## [Task inputs]
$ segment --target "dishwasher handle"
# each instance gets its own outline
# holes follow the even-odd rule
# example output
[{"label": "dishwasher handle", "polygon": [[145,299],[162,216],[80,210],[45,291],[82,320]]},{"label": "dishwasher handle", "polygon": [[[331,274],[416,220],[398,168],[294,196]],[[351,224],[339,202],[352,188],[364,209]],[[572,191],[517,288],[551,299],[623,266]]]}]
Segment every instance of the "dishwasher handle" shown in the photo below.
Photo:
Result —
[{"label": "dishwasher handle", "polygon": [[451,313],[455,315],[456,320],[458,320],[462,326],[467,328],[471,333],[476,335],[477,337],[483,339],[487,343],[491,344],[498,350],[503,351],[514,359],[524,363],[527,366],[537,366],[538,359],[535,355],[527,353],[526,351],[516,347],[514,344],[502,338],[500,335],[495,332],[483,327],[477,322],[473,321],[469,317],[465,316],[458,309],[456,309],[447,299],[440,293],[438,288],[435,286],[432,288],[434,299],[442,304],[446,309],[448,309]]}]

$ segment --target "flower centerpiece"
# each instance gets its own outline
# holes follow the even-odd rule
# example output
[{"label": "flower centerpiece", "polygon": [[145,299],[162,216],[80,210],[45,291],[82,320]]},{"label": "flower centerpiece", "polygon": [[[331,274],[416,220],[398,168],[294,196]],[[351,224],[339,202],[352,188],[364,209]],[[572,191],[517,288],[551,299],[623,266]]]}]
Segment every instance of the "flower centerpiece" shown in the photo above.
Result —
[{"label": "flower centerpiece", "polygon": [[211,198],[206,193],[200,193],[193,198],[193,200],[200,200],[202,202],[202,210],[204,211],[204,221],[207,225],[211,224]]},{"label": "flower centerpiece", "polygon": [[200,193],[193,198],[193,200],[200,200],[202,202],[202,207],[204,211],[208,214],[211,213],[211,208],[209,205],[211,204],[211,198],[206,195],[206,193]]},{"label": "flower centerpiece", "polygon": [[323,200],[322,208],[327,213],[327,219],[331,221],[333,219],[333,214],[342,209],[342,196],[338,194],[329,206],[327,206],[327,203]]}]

## [What the exercise asks]
Above are some records; repeat all of them exactly.

## [Response to this task]
$ segment --target "dishwasher handle"
# each instance gets its own outline
# holes follow the even-odd rule
# example output
[{"label": "dishwasher handle", "polygon": [[145,299],[162,216],[80,210],[45,291],[82,320]]},{"label": "dishwasher handle", "polygon": [[[331,274],[416,220],[398,168],[294,196]],[[351,224],[339,202],[352,188],[364,209]],[[572,191],[517,288],[551,299],[623,266]]]}]
Segment every instance of the "dishwasher handle" shown in the photo below.
Photo:
Result —
[{"label": "dishwasher handle", "polygon": [[451,313],[455,315],[456,320],[458,320],[462,326],[467,328],[471,333],[476,335],[477,337],[483,339],[487,343],[491,344],[498,350],[503,351],[514,359],[524,363],[527,366],[537,366],[538,359],[535,355],[527,353],[526,351],[516,347],[514,344],[502,338],[500,335],[495,332],[483,327],[477,322],[473,321],[469,317],[465,316],[458,309],[456,309],[447,299],[440,293],[438,288],[435,286],[432,288],[434,299],[442,304],[446,309],[448,309]]}]

$ segment --target "flower centerpiece"
# each instance gets its own outline
# holes follow the even-odd rule
# example output
[{"label": "flower centerpiece", "polygon": [[145,299],[162,216],[80,210],[45,291],[82,320]]},{"label": "flower centerpiece", "polygon": [[[331,274],[416,220],[398,168],[294,196]],[[351,224],[339,202],[352,188],[364,209]],[[572,191],[517,288],[551,299],[623,266]]]}]
Segment every instance of the "flower centerpiece" shown in the photo above.
Result —
[{"label": "flower centerpiece", "polygon": [[211,198],[206,193],[200,193],[193,198],[193,200],[200,200],[202,202],[202,210],[204,211],[204,221],[207,225],[211,224]]},{"label": "flower centerpiece", "polygon": [[200,193],[193,198],[193,200],[200,200],[202,202],[202,207],[204,211],[208,214],[211,213],[211,208],[209,205],[211,204],[211,198],[206,195],[206,193]]},{"label": "flower centerpiece", "polygon": [[323,200],[322,208],[327,213],[327,219],[331,221],[333,219],[333,214],[342,209],[342,196],[338,194],[329,206],[327,206],[327,203]]}]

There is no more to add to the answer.